> _Document text_
————

Skip to main content

The Forgotten Half of Diabetic Kidney Disease Finally Gets Its Own Trial and the Results Are Positive

The Forgotten Half of Diabetic Kidney Disease Finally Gets Its Own Trial and the Results Are Positive

A phase 3 clinical trial has found that finerenone, a nonsteroidal mineralocorticoid receptor antagonist, produces a significantly greater reduction in a key marker of kidney damage compared to placebo in adults with Type 1 diabetes and chronic kidney disease (CKD). The results were published on March 5, 2026 in the New England Journal of Medicine.

The trial, named FINE-ONE and registered on ClinicalTrials.gov as NCT05901831, was funded by Bayer. It is described in the paper as a phase 3 study of the level of evidence required for regulatory submissions and is notable because, until now, finerenone had only been tested and reported to improve kidney and cardiovascular outcomes in people with Type 2 diabetes and CKD. Its efficacy and safety in Type 1 diabetes were, by the authors' own account, previously unknown.

Enrollment was limited to adults meeting a specific and demanding set of criteria: a confirmed diagnosis of Type 1 diabetes, CKD with an estimated glomerular filtration rate (eGFR) between 25 and less than 90 ml per minute per 1.73 m², and albuminuria measured as a urinary albumin-to-creatinine ratio (UACR) of between 200 and less than 5,000. Crucially, all participants had to already be receiving either an ACE inhibitor or an angiotensin-receptor blocker, meaning the trial was testing finerenone on top of the existing standard of care, not instead of it.

A total of 242 adults were randomised. Those assigned to the treatment arm received finerenone at either 10 mg or 20 mg per day, with the dose determined by their kidney function. Those in the control arm received a matching placebo.

The primary outcome of the trial was the relative change in UACR over six months,  a measure of how much protein is leaking into the urine, which is both a sign of kidney stress and a predictor of future kidney decline.

At baseline, the median UACR in the finerenone group was 574.6. By six months, it had fallen to 373.5. In the placebo group, the median UACR started at 506.4 and fell only to 475.6, a far smaller change.

Expressed as percentage reductions: finerenone achieved a 34% decrease in UACR (geometric mean ratio to baseline: 0.66; 95% CI, 0.60 to 0.73), while placebo achieved a 12% decrease (geometric mean ratio to baseline: 0.88; 95% CI, 0.79 to 0.98). The net difference between finerenone versus placebo was a 25% greater reduction (geometric mean ratio: 0.75; 95% CI, 0.65 to 0.87; P<0.001), a result that is statistically significant.

The trial also tracked eGFR, a direct measure of how well the kidneys are filtering blood. At six months, eGFR had changed by 5.6 ml per minute per 1.73 m² in the finerenone group, compared with 2.7 ml per minute per 1.73 m² in the placebo group. The between-group difference was 2.9 ml per minute per 1.73 m² (95% CI, 5.1 to -0.7), meaning kidney filtration declined somewhat more in the treatment arm than in the placebo arm over the six months of active treatment.

————

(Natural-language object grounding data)

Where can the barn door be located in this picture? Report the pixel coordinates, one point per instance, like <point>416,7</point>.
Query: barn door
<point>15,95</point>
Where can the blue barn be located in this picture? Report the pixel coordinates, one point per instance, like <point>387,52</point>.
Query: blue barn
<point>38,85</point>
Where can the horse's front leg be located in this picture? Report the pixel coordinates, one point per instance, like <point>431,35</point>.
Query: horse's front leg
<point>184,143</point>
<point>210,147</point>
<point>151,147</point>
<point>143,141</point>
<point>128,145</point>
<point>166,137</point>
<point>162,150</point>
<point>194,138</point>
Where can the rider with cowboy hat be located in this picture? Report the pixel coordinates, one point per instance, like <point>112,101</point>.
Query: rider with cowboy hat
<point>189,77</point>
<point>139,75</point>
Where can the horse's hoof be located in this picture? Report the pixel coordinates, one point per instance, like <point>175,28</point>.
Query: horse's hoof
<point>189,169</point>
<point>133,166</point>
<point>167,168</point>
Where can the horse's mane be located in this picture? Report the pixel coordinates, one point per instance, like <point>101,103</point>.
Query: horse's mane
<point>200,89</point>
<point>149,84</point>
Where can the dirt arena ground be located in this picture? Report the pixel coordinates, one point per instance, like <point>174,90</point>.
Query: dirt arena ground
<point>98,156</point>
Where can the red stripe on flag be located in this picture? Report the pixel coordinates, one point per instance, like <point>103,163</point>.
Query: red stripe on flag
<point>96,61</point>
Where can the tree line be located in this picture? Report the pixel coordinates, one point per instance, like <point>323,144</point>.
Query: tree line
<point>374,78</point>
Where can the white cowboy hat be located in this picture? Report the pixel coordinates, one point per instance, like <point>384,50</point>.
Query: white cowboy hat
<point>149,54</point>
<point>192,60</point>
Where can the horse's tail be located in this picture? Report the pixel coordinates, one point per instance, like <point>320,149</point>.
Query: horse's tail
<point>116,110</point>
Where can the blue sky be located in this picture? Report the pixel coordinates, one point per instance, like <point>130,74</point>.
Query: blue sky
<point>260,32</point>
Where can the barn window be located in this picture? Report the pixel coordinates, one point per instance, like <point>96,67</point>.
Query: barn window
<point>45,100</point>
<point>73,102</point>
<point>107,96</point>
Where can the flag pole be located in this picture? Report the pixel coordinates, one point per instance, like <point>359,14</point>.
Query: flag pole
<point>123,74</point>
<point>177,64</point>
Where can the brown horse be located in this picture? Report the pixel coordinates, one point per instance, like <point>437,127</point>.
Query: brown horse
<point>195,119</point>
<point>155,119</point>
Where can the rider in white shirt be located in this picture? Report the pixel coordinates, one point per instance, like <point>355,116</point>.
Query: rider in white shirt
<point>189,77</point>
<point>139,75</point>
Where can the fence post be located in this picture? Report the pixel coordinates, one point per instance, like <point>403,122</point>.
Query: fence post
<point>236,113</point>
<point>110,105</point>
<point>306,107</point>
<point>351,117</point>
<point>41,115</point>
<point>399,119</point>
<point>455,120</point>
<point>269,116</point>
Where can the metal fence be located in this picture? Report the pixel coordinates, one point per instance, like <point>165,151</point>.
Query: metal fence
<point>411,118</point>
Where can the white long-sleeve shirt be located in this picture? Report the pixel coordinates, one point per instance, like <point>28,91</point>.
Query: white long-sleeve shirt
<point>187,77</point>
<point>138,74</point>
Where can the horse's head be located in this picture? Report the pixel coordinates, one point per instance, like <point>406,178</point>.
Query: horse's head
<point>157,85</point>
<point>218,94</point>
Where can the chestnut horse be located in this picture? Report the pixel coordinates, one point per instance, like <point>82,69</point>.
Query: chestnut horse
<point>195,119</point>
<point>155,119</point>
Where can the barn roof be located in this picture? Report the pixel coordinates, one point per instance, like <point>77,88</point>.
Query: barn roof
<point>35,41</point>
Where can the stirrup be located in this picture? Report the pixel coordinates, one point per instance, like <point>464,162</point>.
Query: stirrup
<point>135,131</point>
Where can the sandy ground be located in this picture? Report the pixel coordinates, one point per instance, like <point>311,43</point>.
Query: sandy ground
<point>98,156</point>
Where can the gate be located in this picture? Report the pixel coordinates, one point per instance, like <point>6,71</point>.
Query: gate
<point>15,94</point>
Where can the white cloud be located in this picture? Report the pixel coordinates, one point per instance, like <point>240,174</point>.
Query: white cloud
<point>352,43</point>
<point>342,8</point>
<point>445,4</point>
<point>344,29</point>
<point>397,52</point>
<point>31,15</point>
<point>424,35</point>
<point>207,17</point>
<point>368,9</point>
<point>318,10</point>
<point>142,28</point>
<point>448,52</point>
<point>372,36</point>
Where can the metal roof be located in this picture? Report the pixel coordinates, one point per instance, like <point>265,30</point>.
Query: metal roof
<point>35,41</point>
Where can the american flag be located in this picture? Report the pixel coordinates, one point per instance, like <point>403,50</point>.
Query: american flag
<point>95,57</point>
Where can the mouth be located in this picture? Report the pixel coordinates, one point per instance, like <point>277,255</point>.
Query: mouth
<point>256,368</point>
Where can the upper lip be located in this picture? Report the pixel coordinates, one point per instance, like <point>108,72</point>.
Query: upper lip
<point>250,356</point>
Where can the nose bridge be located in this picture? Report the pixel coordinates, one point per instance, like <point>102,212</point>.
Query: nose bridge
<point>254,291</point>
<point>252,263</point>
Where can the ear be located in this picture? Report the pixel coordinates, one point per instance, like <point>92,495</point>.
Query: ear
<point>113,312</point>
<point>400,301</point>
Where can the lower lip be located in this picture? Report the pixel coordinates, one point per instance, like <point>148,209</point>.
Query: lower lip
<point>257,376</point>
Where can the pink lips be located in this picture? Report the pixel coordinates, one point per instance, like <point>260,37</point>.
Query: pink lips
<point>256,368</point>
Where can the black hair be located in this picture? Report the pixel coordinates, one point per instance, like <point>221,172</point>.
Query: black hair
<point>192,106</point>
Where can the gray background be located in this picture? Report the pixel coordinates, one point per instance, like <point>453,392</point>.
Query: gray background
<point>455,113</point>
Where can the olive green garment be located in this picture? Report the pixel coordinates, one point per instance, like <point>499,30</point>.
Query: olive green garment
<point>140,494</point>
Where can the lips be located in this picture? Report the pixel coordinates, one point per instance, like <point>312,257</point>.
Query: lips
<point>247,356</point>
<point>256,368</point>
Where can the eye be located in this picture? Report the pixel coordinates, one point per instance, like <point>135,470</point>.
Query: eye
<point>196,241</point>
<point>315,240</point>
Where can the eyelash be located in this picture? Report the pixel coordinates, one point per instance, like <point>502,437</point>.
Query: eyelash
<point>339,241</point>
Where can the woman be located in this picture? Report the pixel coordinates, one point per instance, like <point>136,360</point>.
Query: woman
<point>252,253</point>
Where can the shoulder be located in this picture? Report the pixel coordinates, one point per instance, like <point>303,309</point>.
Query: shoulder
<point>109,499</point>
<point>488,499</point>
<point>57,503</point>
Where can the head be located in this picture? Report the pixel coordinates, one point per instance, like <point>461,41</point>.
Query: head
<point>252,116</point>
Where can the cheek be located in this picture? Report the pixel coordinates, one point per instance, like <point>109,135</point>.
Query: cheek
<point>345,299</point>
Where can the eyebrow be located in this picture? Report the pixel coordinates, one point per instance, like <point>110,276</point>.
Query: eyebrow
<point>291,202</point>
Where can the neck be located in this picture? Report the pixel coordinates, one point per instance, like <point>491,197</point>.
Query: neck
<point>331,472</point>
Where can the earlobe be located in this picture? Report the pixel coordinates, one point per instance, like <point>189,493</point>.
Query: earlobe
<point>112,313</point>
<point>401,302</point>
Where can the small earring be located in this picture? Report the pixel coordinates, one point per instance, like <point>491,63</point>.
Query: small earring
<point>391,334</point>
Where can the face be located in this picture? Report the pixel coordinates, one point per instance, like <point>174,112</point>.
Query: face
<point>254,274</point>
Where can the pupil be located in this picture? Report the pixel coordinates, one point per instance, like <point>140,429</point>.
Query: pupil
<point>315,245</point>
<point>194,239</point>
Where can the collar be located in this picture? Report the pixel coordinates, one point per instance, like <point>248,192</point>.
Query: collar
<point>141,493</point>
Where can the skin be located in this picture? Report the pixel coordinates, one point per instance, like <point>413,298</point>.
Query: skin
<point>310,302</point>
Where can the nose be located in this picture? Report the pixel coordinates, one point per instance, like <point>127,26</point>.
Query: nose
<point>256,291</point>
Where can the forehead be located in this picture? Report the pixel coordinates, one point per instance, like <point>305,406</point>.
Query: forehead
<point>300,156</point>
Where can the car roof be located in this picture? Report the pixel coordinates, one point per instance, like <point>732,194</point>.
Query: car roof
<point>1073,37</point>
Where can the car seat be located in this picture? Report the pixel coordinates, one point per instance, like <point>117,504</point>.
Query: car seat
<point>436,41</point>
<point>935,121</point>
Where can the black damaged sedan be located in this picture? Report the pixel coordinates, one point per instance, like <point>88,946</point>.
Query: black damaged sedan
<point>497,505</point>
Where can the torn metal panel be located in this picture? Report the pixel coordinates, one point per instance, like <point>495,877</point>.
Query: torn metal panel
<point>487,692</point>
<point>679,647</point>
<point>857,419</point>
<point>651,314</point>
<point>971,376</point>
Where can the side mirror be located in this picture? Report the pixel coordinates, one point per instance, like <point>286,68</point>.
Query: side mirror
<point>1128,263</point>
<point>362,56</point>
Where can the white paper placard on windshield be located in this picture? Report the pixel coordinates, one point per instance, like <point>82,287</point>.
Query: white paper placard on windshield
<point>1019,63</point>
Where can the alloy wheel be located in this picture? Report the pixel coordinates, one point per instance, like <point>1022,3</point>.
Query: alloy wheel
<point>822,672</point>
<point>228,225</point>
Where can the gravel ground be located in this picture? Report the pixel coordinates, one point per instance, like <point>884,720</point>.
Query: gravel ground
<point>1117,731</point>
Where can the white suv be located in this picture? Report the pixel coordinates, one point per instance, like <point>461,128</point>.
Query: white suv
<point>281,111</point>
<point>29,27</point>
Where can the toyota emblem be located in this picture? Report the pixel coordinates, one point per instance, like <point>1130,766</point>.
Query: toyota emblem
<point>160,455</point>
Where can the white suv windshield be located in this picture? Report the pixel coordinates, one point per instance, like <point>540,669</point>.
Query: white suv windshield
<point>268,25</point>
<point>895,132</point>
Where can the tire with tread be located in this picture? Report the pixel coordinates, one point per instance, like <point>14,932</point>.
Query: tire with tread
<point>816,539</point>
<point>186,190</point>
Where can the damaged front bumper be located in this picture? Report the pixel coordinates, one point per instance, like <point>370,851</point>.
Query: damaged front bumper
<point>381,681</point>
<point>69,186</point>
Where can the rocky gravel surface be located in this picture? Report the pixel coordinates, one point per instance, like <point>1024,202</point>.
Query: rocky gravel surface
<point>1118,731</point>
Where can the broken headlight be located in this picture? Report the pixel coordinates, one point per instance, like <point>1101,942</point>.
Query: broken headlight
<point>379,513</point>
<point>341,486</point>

————

> _Task prompt_
Answer these questions from the article on the finerenone trial:
1. Which company funded the FINE-ONE trial?
2. How many adults were randomized?
3. What was the median UACR in the placebo group at baseline?

> _Exercise result_
1. Bayer
2. 242
3. 506.4